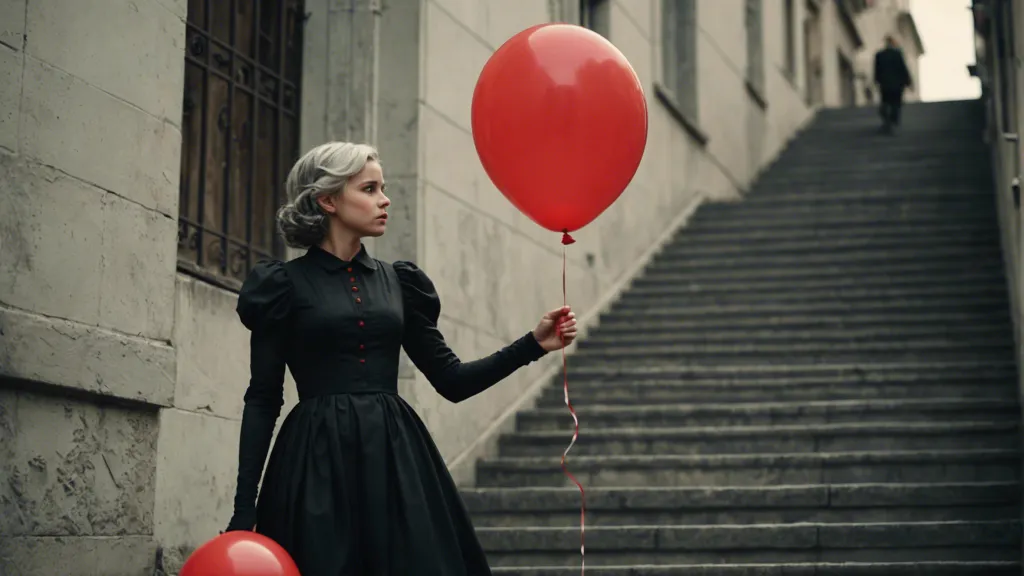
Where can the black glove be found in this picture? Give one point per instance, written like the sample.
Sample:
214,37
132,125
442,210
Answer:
242,520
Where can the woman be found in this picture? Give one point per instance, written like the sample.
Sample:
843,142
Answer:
354,484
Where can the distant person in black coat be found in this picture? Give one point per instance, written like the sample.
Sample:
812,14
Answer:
893,77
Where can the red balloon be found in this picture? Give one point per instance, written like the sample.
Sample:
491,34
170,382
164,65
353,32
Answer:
560,123
240,552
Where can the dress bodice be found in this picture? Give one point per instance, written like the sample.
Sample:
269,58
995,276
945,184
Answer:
341,324
339,327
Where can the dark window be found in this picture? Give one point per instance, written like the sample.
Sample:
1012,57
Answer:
788,19
755,45
679,57
596,15
239,132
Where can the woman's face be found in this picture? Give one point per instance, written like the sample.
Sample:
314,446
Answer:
360,206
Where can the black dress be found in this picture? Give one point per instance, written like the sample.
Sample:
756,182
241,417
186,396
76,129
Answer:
354,484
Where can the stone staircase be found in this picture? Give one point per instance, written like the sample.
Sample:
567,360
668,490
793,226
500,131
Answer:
818,380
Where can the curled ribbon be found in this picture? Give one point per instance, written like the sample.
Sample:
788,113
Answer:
566,240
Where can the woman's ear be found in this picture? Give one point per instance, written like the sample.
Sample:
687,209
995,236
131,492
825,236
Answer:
327,204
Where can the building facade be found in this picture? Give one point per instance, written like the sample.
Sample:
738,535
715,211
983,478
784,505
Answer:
142,147
998,45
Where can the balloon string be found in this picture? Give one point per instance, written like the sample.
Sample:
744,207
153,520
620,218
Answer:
566,240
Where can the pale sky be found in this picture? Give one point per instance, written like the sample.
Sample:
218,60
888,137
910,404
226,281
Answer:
947,33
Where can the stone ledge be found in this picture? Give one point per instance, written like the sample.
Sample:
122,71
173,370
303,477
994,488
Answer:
86,358
47,556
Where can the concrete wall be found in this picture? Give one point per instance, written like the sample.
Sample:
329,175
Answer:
90,106
1007,156
121,379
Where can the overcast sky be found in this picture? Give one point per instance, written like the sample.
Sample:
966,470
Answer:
947,34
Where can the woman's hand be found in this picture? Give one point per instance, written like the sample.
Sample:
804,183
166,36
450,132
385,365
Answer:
557,329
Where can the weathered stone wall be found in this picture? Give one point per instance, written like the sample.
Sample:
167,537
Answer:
122,379
90,98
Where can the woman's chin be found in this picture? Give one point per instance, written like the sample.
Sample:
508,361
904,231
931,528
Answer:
377,230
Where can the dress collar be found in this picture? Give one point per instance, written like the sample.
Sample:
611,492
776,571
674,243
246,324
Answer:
334,263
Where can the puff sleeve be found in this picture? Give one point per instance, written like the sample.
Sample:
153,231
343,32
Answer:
264,301
454,379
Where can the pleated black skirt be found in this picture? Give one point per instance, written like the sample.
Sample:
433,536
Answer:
355,486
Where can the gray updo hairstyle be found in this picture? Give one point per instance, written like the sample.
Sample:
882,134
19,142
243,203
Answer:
323,170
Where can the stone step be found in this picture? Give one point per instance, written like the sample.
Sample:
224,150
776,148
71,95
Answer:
974,178
793,439
1010,568
972,281
842,245
928,541
586,393
938,371
935,410
613,336
904,168
835,164
772,203
922,209
738,238
903,311
951,255
923,348
713,504
695,293
871,194
941,272
675,318
840,221
754,469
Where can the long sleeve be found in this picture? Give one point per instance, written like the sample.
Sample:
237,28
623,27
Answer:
454,379
263,305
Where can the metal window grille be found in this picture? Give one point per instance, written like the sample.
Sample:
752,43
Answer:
239,132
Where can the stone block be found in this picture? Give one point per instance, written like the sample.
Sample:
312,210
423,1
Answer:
46,556
75,468
213,350
12,29
10,95
90,134
454,59
77,356
52,245
197,460
504,23
133,50
177,7
139,257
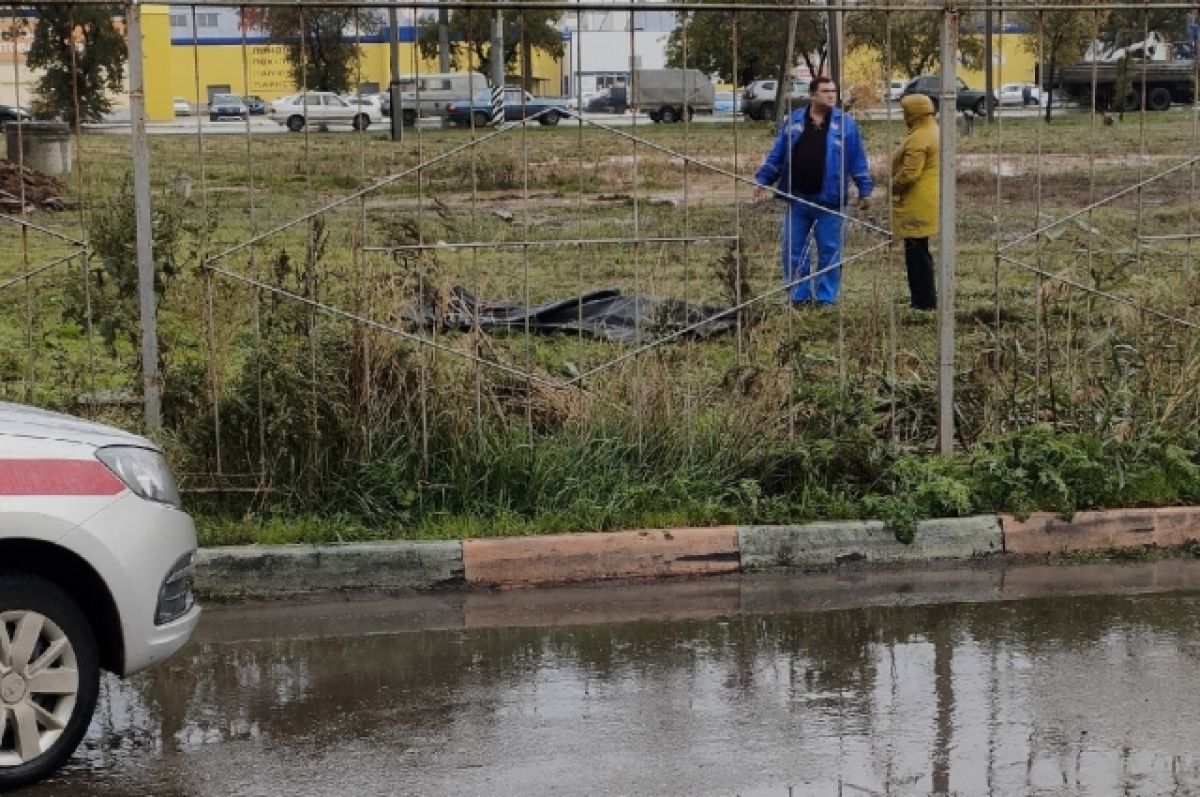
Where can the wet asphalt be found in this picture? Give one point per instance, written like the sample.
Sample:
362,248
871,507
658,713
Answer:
1012,679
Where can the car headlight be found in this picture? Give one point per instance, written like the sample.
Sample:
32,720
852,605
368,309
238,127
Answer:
143,471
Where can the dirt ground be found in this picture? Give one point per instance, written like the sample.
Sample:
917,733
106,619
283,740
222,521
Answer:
24,187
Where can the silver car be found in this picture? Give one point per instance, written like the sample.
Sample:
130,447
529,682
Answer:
321,108
95,574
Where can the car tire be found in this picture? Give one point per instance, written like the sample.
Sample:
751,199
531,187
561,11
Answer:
1158,99
41,617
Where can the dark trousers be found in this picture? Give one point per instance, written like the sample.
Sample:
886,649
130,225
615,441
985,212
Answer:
922,288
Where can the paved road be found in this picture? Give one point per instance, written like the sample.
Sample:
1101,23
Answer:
987,679
118,123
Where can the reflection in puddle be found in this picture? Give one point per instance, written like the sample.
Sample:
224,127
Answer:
1085,695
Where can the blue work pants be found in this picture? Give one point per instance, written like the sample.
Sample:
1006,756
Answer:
802,221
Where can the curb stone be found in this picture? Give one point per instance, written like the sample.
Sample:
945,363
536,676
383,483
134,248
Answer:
565,558
1097,531
823,545
267,569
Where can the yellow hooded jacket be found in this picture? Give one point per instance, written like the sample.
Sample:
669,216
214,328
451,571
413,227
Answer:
915,171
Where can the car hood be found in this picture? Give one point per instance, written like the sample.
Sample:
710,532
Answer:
30,421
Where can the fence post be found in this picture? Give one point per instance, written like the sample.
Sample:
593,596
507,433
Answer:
144,235
946,240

---

Taking the listing above line by line, say how many lines include the string "window", and give only that number.

2